Goal: State how many lines of the records below contain the word "window", treating uppercase and lowercase as different. Give only the number.

+ + +

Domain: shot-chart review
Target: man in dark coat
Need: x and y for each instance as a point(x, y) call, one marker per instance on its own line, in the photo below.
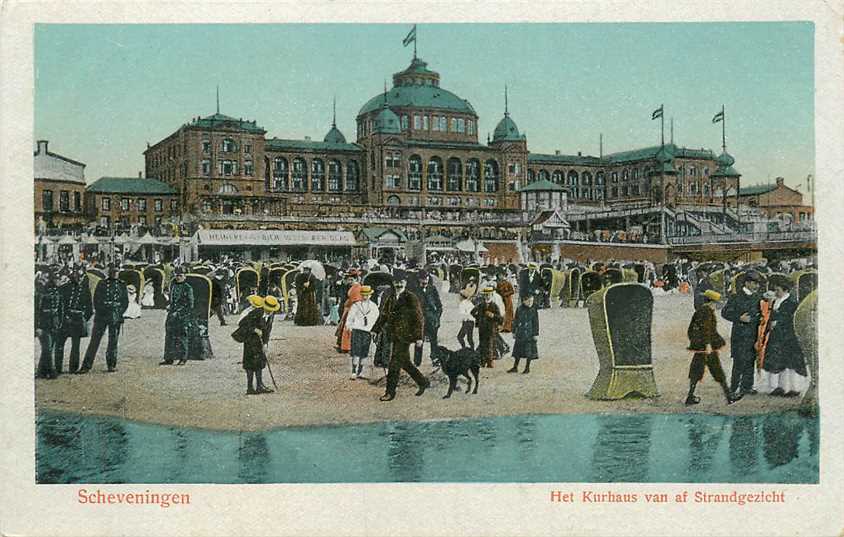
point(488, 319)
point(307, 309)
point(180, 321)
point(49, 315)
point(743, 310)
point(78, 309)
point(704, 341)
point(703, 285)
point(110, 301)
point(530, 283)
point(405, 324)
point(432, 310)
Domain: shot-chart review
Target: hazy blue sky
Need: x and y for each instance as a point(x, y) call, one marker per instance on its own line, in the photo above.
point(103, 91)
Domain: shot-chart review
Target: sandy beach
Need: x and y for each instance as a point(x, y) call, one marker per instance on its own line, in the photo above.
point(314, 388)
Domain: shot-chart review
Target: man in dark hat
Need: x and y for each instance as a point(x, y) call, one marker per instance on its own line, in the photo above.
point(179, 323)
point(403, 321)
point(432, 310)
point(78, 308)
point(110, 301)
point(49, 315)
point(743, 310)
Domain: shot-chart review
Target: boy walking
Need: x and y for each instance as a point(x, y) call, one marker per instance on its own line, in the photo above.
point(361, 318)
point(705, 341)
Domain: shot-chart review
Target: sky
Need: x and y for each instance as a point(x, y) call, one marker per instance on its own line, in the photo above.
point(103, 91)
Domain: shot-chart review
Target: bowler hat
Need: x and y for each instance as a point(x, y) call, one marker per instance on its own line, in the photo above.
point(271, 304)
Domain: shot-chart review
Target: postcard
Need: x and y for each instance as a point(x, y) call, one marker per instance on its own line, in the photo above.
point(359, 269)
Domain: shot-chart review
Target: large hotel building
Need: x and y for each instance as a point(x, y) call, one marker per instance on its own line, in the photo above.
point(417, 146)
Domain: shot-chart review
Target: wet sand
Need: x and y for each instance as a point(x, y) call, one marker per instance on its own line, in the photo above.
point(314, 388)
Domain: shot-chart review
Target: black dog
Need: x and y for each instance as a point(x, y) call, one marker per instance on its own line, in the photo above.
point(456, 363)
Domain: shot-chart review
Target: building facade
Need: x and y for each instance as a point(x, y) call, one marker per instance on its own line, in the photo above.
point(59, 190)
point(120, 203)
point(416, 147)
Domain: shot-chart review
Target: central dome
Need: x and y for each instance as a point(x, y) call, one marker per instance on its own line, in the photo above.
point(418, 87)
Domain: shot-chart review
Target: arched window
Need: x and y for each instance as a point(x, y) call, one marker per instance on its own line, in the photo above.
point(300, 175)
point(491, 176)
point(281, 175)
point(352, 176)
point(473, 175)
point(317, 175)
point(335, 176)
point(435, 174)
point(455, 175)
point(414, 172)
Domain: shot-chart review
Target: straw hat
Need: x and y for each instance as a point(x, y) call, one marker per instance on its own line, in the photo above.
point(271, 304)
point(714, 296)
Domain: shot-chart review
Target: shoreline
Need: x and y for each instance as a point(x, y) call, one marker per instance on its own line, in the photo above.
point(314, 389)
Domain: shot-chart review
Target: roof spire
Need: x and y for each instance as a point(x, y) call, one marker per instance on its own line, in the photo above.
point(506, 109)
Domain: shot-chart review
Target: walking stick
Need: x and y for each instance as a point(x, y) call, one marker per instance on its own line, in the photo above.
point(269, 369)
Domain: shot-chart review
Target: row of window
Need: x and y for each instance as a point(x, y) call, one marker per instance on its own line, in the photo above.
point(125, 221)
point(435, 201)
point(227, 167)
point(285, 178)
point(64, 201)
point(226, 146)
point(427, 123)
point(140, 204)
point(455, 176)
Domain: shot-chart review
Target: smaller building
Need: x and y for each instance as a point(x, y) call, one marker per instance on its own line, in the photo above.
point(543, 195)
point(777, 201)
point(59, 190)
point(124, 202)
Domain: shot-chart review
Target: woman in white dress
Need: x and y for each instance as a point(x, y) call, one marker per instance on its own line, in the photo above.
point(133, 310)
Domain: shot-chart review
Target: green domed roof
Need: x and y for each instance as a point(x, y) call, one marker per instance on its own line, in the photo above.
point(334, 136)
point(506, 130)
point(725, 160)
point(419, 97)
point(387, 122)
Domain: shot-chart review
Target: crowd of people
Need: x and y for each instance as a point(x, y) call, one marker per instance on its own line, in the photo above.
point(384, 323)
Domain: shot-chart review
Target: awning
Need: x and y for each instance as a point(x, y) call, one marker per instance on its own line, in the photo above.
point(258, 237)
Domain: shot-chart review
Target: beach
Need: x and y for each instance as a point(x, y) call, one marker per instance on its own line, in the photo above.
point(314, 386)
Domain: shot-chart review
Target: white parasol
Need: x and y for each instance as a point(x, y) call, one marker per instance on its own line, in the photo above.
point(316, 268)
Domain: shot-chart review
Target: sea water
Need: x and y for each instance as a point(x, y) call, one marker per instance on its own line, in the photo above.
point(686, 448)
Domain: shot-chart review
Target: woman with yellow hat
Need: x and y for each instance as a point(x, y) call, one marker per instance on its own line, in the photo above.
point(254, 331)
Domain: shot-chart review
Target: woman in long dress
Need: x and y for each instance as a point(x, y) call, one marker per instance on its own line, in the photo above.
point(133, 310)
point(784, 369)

+ + +

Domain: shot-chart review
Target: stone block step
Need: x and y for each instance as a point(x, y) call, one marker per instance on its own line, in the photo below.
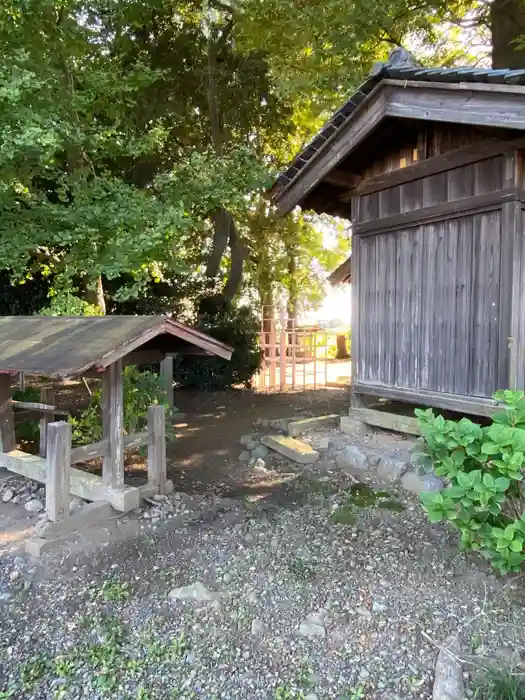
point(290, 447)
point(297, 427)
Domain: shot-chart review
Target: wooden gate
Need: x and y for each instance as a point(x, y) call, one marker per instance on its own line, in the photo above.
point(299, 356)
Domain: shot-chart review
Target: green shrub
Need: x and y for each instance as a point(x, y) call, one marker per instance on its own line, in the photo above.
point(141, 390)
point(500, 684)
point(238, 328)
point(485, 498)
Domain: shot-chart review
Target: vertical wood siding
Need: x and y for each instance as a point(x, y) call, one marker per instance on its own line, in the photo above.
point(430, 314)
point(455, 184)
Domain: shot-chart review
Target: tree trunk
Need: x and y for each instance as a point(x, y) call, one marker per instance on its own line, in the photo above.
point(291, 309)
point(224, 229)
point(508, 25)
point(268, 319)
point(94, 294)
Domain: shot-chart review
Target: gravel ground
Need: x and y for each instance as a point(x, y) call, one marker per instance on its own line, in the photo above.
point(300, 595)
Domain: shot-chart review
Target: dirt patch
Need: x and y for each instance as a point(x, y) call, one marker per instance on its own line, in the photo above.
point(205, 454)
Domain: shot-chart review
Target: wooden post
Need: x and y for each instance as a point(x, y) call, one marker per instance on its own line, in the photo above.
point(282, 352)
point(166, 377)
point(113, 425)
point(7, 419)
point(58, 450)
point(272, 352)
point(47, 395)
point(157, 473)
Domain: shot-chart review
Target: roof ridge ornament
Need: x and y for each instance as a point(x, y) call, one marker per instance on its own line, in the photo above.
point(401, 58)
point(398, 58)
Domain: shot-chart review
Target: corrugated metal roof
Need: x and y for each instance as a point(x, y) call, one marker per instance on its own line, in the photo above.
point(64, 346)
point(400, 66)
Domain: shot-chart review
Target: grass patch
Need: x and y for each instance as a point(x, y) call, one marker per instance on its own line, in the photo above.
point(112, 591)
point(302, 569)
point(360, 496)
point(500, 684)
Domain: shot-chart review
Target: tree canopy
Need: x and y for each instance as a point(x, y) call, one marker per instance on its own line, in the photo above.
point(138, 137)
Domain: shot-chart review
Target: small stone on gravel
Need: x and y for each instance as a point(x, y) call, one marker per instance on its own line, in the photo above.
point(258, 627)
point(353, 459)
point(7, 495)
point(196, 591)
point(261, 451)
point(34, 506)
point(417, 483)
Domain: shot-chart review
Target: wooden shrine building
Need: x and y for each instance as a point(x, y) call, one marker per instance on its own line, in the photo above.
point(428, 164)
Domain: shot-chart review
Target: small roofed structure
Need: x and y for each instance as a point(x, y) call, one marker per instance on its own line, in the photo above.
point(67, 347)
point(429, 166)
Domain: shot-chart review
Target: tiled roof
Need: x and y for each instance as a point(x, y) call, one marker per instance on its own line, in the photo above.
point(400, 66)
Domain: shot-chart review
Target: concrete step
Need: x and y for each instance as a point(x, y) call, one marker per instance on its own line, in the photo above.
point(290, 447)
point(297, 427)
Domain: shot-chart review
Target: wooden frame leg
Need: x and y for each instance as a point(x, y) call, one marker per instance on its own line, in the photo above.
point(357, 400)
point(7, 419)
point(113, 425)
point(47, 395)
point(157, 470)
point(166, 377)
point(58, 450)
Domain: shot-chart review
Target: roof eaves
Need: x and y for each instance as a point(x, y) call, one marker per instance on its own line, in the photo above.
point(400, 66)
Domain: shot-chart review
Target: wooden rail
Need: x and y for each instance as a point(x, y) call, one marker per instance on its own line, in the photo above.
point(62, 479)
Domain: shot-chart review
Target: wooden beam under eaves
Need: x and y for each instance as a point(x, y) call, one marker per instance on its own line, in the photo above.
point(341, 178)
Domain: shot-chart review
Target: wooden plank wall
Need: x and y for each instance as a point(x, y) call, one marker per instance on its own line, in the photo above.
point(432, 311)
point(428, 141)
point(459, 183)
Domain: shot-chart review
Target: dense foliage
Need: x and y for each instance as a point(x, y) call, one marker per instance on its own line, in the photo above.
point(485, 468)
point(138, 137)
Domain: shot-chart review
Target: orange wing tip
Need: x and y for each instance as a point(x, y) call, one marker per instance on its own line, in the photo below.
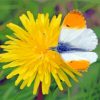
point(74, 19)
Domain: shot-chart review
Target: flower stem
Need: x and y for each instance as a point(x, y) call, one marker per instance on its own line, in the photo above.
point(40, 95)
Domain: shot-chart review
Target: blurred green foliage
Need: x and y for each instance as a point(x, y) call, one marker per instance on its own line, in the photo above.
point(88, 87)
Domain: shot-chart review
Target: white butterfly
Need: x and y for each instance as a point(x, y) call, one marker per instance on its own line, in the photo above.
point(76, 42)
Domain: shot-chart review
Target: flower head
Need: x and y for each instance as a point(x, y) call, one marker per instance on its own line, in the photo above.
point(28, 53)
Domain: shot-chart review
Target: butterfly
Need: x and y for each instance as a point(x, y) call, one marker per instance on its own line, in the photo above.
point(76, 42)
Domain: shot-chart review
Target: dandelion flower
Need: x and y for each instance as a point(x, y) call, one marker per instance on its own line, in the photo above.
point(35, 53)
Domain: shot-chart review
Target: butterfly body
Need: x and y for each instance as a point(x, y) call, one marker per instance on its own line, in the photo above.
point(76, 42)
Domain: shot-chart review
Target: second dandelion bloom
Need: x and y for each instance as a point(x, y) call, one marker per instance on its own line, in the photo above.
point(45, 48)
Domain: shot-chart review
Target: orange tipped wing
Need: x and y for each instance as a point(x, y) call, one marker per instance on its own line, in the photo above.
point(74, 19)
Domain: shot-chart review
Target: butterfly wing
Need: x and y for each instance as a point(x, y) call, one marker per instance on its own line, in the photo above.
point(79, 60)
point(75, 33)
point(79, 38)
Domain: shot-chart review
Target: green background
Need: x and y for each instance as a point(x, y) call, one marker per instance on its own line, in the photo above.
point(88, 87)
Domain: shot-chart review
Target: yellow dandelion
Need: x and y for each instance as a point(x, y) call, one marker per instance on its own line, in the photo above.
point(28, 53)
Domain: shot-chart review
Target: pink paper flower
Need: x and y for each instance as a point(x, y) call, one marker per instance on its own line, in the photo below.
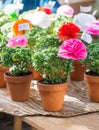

+ + +

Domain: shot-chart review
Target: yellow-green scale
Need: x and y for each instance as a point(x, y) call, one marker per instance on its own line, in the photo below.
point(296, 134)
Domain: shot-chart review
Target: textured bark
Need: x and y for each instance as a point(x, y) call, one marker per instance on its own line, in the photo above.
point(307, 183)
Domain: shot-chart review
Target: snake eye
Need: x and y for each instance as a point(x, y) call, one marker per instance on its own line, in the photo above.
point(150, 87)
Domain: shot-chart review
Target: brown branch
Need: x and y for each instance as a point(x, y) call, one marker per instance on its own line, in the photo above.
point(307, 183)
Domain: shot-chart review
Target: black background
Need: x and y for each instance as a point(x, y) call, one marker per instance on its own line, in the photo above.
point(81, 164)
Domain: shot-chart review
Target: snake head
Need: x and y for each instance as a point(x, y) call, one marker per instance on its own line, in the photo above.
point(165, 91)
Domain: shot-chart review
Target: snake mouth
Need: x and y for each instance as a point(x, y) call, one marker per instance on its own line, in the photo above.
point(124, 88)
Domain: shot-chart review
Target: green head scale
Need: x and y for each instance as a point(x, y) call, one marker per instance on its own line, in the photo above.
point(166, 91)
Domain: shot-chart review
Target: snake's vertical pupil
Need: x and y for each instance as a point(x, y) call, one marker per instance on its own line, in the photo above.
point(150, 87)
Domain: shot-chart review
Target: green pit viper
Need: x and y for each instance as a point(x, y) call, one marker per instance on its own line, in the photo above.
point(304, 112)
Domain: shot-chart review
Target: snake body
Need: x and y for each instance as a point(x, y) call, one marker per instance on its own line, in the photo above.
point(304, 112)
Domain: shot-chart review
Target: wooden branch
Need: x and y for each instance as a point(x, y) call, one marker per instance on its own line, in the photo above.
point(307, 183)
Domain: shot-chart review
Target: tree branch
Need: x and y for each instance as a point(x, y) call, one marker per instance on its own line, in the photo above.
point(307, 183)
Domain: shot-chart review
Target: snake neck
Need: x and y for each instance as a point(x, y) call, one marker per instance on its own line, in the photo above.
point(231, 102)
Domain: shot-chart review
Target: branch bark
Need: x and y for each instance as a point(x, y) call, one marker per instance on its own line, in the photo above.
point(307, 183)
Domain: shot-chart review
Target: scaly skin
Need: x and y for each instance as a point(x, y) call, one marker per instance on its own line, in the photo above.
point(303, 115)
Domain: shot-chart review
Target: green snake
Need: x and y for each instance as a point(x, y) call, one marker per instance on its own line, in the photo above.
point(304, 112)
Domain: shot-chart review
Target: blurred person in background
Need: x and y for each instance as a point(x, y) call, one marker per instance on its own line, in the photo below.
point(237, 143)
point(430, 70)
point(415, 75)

+ + +

Final result: 2